• **WHAT YOU WILL DO**
A – In the circle theorems thread, what chords does the reply tell the reader to draw?
B – Reproduce the part of the circle theorems thread starting with "Given: Isosceles Triangle $\displaystyle" and going on through "and $\displaystyle PC$.".
------ TEXT TO READ
# Circle Theorems

• Nov 10th 2008, 09:41 AM
bearej50
Circle Theorems
Given: Isosceles Triangle ABC is inscribed in a circle with base BC.
Prove: If P is any poin on minor arc BC, then ray PA bisects angle BPC.
• Nov 10th 2008, 11:58 AM
Soroban
Hello, bearej50!

Quote:

Given: Isosceles Triangle $\displaystyle ABC$ is inscribed in a circle with base $\displaystyle BC.$

Prove: If $\displaystyle P$ is any point on minor arc $\displaystyle BC$, then ray $\displaystyle PA$ bisects $\displaystyle \angle BPC.$

Code:

                A               * o *           *    / \    *         *    /  \    *       *    /  o \    *             /      \       *    /        \    *       *  /      o  \  *       *  /            \  *         /              \       B*- - - - - -o- - -*C         *              *           *          *               * * * o                     P

Draw chords $\displaystyle PB$ and $\displaystyle PC$.
------------
------ INFORMATION SHOWN
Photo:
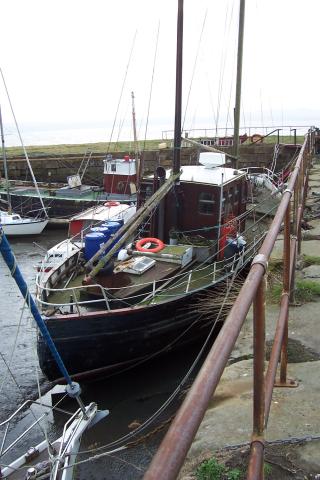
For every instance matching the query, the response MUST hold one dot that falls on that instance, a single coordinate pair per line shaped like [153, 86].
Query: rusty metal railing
[171, 454]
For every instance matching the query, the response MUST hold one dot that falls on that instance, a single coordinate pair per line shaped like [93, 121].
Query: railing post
[188, 283]
[255, 469]
[286, 288]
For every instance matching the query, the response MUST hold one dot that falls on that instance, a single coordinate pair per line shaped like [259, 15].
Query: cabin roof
[101, 212]
[209, 175]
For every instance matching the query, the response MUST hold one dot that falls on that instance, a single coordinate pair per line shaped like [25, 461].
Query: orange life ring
[143, 241]
[111, 203]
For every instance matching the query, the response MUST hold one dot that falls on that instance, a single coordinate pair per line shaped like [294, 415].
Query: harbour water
[132, 397]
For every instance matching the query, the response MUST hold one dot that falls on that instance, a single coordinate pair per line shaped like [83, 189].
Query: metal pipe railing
[170, 456]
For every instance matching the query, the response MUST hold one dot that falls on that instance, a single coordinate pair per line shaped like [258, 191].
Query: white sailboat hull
[24, 227]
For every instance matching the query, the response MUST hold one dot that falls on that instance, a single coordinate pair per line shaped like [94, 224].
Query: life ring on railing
[143, 241]
[111, 203]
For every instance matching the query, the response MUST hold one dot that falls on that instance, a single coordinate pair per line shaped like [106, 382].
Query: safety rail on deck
[172, 452]
[218, 271]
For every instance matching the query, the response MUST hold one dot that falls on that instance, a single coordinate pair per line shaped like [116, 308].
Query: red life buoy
[111, 203]
[143, 241]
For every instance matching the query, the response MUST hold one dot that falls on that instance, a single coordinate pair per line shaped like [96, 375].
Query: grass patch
[102, 147]
[211, 469]
[306, 291]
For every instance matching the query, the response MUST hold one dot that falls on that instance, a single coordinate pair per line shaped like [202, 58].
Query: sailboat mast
[135, 138]
[5, 165]
[177, 122]
[238, 87]
[136, 145]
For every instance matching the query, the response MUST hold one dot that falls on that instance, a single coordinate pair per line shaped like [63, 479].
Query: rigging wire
[151, 86]
[122, 88]
[227, 27]
[194, 68]
[22, 144]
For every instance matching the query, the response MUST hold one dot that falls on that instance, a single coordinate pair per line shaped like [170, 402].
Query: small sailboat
[54, 459]
[13, 224]
[138, 294]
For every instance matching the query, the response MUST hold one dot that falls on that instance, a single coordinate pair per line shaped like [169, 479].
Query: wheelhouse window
[206, 203]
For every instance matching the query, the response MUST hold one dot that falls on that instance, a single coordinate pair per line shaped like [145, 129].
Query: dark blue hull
[104, 341]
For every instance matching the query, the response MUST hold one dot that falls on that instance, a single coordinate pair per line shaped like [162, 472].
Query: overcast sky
[65, 62]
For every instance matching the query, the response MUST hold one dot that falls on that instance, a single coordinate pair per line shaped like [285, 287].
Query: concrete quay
[292, 449]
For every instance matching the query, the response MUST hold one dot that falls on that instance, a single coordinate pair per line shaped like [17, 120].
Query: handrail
[170, 456]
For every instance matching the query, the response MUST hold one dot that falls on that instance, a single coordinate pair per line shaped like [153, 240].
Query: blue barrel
[102, 229]
[92, 243]
[113, 227]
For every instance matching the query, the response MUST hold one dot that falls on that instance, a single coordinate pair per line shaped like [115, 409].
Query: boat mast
[135, 139]
[177, 121]
[238, 87]
[5, 165]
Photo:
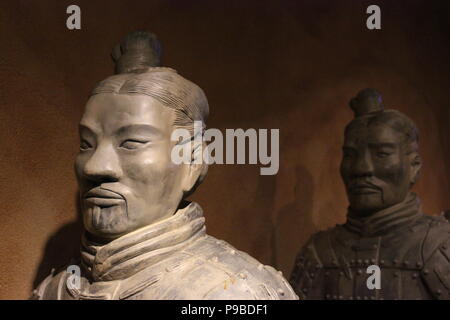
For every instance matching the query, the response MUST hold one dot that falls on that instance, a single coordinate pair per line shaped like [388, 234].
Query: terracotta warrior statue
[142, 239]
[386, 234]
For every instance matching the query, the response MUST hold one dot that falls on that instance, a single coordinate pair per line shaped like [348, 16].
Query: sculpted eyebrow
[84, 128]
[138, 128]
[382, 145]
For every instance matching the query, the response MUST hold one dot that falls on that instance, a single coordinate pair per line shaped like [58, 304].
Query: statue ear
[416, 164]
[196, 169]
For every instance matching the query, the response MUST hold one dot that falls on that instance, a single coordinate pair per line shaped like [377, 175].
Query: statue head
[380, 160]
[126, 177]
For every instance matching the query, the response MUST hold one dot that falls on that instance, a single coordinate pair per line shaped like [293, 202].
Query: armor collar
[384, 221]
[139, 249]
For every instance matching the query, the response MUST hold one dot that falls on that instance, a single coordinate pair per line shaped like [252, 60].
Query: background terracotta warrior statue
[385, 225]
[142, 240]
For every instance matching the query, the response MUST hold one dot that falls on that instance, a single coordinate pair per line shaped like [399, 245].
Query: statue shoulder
[49, 287]
[436, 253]
[232, 274]
[317, 252]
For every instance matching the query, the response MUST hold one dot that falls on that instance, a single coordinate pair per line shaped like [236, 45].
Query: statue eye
[131, 144]
[84, 145]
[381, 154]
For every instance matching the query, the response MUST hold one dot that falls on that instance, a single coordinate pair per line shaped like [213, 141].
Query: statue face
[125, 174]
[376, 167]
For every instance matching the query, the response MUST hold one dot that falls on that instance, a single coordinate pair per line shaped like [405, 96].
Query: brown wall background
[291, 65]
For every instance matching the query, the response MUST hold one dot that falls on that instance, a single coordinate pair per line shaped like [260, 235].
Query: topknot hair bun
[138, 51]
[367, 101]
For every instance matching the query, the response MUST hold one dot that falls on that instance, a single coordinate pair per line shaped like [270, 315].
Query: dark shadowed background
[291, 65]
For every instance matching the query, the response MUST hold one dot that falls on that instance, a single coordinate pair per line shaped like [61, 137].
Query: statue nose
[103, 165]
[363, 166]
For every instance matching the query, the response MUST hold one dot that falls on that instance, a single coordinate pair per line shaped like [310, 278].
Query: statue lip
[363, 188]
[100, 192]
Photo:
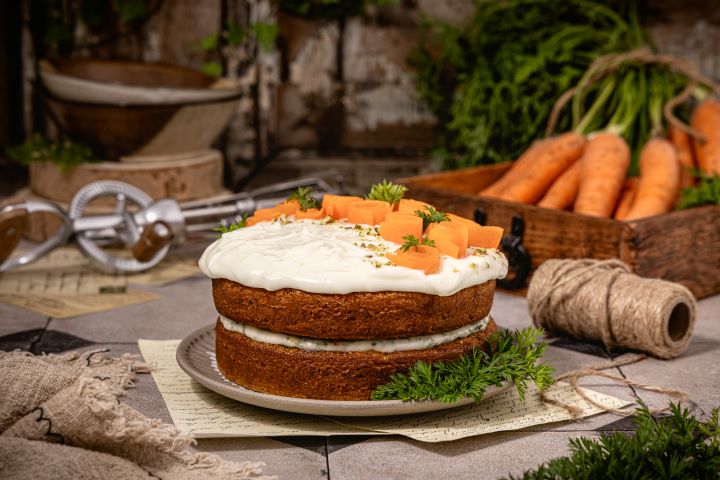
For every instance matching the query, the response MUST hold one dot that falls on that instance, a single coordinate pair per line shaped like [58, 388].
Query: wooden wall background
[339, 94]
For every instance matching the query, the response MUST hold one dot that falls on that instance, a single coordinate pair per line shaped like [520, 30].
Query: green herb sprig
[512, 356]
[387, 192]
[706, 192]
[411, 241]
[678, 446]
[64, 153]
[303, 195]
[430, 215]
[239, 223]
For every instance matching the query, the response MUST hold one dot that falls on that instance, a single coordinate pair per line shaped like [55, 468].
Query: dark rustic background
[334, 93]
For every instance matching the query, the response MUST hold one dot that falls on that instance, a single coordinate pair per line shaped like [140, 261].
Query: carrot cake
[327, 308]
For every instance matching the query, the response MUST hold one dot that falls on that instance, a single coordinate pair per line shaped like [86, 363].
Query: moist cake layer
[361, 315]
[293, 372]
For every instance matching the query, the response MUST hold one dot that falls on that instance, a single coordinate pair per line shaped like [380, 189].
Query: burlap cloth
[61, 417]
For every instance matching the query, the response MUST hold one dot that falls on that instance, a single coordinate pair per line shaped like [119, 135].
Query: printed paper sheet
[197, 410]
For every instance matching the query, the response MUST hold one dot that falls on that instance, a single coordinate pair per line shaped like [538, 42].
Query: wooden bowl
[130, 83]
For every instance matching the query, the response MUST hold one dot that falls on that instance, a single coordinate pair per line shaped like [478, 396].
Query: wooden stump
[183, 177]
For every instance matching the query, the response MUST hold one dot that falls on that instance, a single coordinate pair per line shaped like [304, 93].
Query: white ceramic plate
[196, 356]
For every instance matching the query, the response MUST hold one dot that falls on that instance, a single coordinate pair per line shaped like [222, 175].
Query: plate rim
[303, 405]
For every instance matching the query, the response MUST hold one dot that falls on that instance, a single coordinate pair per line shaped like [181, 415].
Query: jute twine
[602, 300]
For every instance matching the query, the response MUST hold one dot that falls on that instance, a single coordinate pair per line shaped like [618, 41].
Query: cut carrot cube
[408, 205]
[450, 238]
[288, 207]
[368, 212]
[336, 205]
[488, 237]
[423, 258]
[396, 226]
[475, 236]
[263, 215]
[310, 213]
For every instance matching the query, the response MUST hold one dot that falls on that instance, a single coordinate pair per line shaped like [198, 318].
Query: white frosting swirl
[336, 258]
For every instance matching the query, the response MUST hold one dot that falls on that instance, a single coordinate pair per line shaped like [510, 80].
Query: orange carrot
[336, 205]
[422, 257]
[474, 229]
[554, 159]
[310, 213]
[488, 237]
[659, 180]
[627, 196]
[408, 205]
[683, 145]
[602, 172]
[396, 226]
[706, 120]
[517, 170]
[368, 212]
[563, 191]
[264, 215]
[288, 207]
[450, 238]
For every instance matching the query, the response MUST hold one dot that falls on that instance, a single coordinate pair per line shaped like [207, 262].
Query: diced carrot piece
[288, 207]
[396, 226]
[450, 238]
[336, 205]
[474, 229]
[368, 212]
[488, 237]
[423, 258]
[263, 215]
[310, 213]
[409, 205]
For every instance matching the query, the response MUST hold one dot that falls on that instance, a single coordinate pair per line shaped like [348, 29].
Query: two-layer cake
[323, 308]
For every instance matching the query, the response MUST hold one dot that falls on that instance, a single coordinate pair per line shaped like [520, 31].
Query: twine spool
[602, 300]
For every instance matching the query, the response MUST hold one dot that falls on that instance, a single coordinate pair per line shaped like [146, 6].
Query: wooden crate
[681, 246]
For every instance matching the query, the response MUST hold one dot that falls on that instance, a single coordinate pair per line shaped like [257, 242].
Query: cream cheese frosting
[318, 256]
[385, 346]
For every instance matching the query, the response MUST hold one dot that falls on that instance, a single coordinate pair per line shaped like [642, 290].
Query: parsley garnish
[430, 215]
[387, 192]
[513, 356]
[411, 241]
[706, 192]
[236, 225]
[676, 446]
[303, 195]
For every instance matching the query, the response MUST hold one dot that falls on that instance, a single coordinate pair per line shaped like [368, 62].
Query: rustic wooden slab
[187, 177]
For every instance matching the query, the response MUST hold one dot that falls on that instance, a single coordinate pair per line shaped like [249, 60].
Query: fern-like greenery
[304, 196]
[676, 447]
[387, 192]
[239, 223]
[64, 153]
[410, 241]
[512, 356]
[706, 192]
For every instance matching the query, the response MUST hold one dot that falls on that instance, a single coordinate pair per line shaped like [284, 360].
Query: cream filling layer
[336, 258]
[384, 346]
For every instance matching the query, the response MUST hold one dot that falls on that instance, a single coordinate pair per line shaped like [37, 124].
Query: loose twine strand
[601, 300]
[607, 64]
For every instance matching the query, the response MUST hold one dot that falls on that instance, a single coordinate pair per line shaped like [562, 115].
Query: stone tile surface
[487, 456]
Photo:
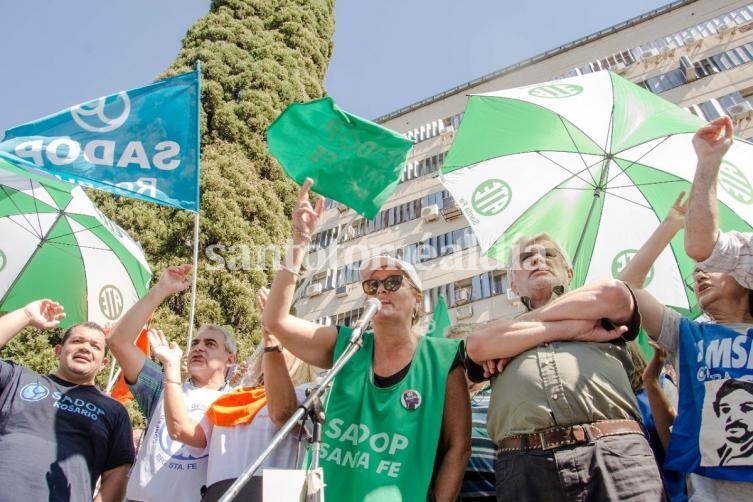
------------
• **THE ANSWERS**
A – Chords PB and PC.

B –
Given: Isosceles Triangle $\displaystyle ABC$ is inscribed in a circle with base $\displaystyle BC.$

Prove: If $\displaystyle P$ is any point on minor arc $\displaystyle BC$, then ray $\displaystyle PA$ bisects $\displaystyle \angle BPC.$

Code:

                A               * o *           *    / \    *         *    /  \    *       *    /  o \    *             /      \       *    /        \    *       *  /      o  \  *       *  /            \  *         /              \       B*- - - - - -o- - -*C         *              *           *          *               * * * o                     P

Draw chords $\displaystyle PB$ and $\displaystyle PC$.